• Directions:
• A. From the passage on the Lokpal bill, copy the part that begins at the words "Describing Hazare’s Lokpal" and stops after the words "thousands of complaints.".
• B. List every distinct phrase that the passage on the Lokpal bill places in quotation marks, giving each one only once.
• C. According to the passage on the Lokpal bill, what annual budget does the JLB demand for the Lokpal?

— Start of Extract to read —

Mr. A. Faizur Rahman, Secretary-General, Forum for the Promotion of Moderate Thought among the Muslims, questioned the selection process proposed by the JLB according to which the Chairperson and members of the Lokpal are to be selected by a Selection Committee “from out of a short list prepared by the Search Committee” consisting of 10 members, five of whom will be selected by the Selection Committee and who will in turn co-opt the other five from the “civil society” through consensus. But as “civil society” itself is not defined, it leaves the door open for members of communal organisations to infiltrate into the Search Committee and infuse a sectarian or religious bias into the selection process. Therefore, Mr. Rahman opined that “the idea of a Search Committee is dangerous and must be dropped.”

He also pointed out that Sec 12 of the JLB seeks to circumscribe the powers granted to High Courts under Art. 226 of our Constitution by stating that a HC cannot “ordinarily” stay the orders of the Lokpal and if it does, it will have to decide the case within two months, “else the stay would be deemed to have been vacated after two months and no further stay in that case could be granted.” Quoting H.M.Seervai Mr. Rahman said that Sec.12 is ultra vires and hence, unacceptable.

Describing Hazare’s Lokpal as “a behemothic” institution Mr. Faizur Rahman wanted to know the wisdom behind the JLB’s demand for an annual budget of 0.25% of government of India’s “gross annual revenues” which works out to nearly Rs. 2000 crores! Expressing shock at this huge budget Mr. Rahman said that an explanation from the drafters of the JLB is in order as to why such a extraordinarily large amount of money is required for an institution which according to “Team Anna” is not going to be flooded with thousands of complaints.

— End of Extract to read —
— Start of Given data —

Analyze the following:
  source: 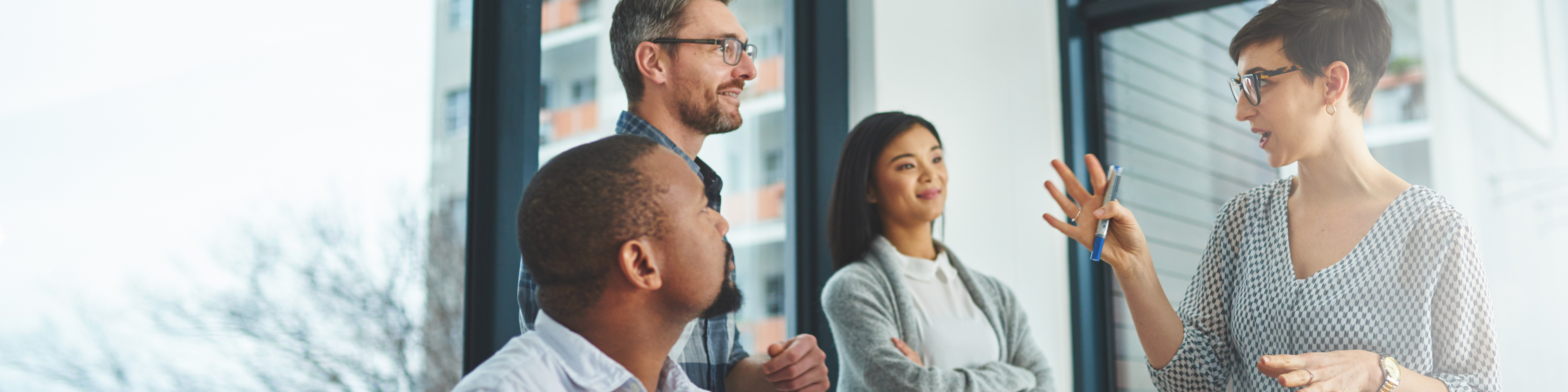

— End of Given data —

• Task responses:
• A.
Describing Hazare’s Lokpal as “a behemothic” institution Mr. Faizur Rahman wanted to know the wisdom behind the JLB’s demand for an annual budget of 0.25% of government of India’s “gross annual revenues” which works out to nearly Rs. 2000 crores! Expressing shock at this huge budget Mr. Rahman said that an explanation from the drafters of the JLB is in order as to why such a extraordinarily large amount of money is required for an institution which according to “Team Anna” is not going to be flooded with thousands of complaints.

• B.
- "from out of a short list prepared by the Search Committee"
- "civil society"
- "the idea of a Search Committee is dangerous and must be dropped."
- "ordinarily"
- "else the stay would be deemed to have been vacated after two months and no further stay in that case could be granted."
- "a behemothic"
- "gross annual revenues"
- "Team Anna"

• C. It demands 0.25% of the government of India's "gross annual revenues," which works out to nearly Rs. 2000 crores.